Pointing dataset excerpts

---

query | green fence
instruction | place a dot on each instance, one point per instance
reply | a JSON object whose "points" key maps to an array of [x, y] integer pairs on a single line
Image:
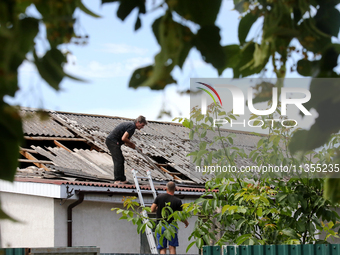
{"points": [[307, 249], [51, 250], [13, 251]]}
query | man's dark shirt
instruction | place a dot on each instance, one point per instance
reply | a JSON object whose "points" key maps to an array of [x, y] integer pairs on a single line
{"points": [[161, 200], [117, 134]]}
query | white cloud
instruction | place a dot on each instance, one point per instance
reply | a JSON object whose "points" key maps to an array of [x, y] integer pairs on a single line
{"points": [[123, 48], [95, 69], [179, 105]]}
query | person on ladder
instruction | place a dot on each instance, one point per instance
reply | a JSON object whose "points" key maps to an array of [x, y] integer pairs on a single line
{"points": [[122, 135], [176, 205]]}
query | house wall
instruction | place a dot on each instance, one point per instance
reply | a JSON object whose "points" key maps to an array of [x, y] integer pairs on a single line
{"points": [[36, 226], [43, 223], [94, 224]]}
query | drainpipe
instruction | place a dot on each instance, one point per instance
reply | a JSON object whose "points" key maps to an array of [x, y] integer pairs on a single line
{"points": [[69, 217]]}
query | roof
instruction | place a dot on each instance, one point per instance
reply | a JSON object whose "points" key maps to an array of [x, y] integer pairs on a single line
{"points": [[71, 147]]}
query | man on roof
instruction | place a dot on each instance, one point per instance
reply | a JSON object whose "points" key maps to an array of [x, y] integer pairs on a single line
{"points": [[119, 136]]}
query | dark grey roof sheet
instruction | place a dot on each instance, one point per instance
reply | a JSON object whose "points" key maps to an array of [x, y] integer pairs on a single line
{"points": [[33, 125], [166, 141]]}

---

• WHAT THE EXERCISE ASKS: Transcribe verbatim every line from the one containing "query | dark grey roof sheet" through the end of the records, inclusive.

• EXERCISE RESPONSE:
query | dark grey roof sheet
instruction | place a dot on each instance, one point per instance
reply | a JSON object whose "points" key maps to an array of [x, y] integer pairs on a single line
{"points": [[33, 125], [166, 141]]}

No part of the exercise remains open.